▶ TASK OBJECTIVE
In the passage below on Barth's theology, what does Rasmusson show Barth is actually commenting on, rather than Hitler's words and Nazism?

The significance and theological meaning are easily obscured when taken on their own or read in isolation from the rest of Barth's work and its contextual setting. A key phrase in this regard from Barth's oeuvre, coming from the 2nd edition of Romans, is "deprive them of their pathos". Rasmusson (2007:371) writes with insight and convincingly when he shows that Barth is, in fact, not even commenting to Hitler's words and Nazism, but to 19th-century liberal Protestantism. The theological significance of these words by no means implies withdrawal, passivity or a-political existence by the church, but rather to starve the state (or any other form of natural theology) ideologically (Rasmusson 2007:371). In another excellent and insightful study with regard to Barth's summons to prophetic witness and preaching as doing theology as if nothing had happened in this context, Hancock (2013:72) comments that there was a deeper dynamic at work in this instance:

The church did not want to be left behind. It needed to be 'relevant' in the way that National Socialism was clearly relevant to many people.

And: "If they were to survive and thrive, they needed to be 'relevant' in the Third Reich to come." (Hancock: 2013:117).

In the South African context, much has been written on many occasions on the significance of these words in Barth's theology for church and theology in our own context. Greatly influenced by Barth's theology (and it's "as if nothing had happened"), Smit (2007:169-170) states:

The gospel is not spoken by the context but to the context. Not the needs of people and the interests of groups determine what is believed, but the gospel is spoken to the needs of people and the interests of groups, if necessary to criticize them. The context provides the occasion, but not the content. ... So, the way the particular historical context is experienced and read becomes the occasion to confess, but it does not provide the norm or the content. That should come from revelation, from the true gospel. . That is why apartheid was deliberately not mentioned at all in the Confession of Belhar. ... Apartheid could not guarantee the truth of the act of confession, but only the gospel itself (emphasis added - ML).

▶ EXCERPTED RECORDS
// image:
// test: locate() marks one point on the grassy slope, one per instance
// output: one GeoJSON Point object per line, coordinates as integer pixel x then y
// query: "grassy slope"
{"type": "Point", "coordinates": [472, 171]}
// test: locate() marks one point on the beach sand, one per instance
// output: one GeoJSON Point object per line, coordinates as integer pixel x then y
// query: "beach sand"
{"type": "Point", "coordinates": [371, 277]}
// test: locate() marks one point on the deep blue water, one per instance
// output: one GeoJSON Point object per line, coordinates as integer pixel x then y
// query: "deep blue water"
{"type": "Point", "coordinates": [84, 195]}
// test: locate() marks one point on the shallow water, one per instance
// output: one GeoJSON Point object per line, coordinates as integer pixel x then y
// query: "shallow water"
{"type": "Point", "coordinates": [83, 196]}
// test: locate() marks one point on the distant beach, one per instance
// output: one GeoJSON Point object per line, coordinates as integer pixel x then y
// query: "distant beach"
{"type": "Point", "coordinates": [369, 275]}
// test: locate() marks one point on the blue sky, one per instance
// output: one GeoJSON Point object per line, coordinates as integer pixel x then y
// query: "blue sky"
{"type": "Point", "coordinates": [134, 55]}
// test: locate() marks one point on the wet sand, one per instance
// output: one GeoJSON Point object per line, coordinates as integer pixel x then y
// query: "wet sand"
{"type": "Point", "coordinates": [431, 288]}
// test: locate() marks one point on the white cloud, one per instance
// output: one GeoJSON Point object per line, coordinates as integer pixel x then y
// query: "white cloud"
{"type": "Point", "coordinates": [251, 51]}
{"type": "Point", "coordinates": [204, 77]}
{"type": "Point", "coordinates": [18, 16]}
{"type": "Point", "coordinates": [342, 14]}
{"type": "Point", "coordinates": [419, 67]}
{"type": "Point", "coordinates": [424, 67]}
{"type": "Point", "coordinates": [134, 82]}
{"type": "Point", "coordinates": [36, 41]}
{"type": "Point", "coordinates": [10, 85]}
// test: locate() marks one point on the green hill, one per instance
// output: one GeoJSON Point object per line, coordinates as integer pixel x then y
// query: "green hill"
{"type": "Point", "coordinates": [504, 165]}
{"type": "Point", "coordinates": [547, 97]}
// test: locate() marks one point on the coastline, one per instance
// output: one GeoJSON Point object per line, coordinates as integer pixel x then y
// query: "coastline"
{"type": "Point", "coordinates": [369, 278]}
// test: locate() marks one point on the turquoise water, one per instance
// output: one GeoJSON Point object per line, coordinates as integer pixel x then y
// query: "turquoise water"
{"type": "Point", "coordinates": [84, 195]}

▶ CORRECT RESULT
Nineteenth-century liberal Protestantism.